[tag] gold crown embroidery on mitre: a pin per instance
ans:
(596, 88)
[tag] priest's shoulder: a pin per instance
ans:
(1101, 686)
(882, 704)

_Exercise details:_
Copy all of the records above word for word, with no changes.

_Final answer:_
[tag] gold crown embroidery on mitre: a pin per instance
ans:
(596, 88)
[tag] priest's shoulder: a pin per instance
ans:
(1101, 686)
(882, 704)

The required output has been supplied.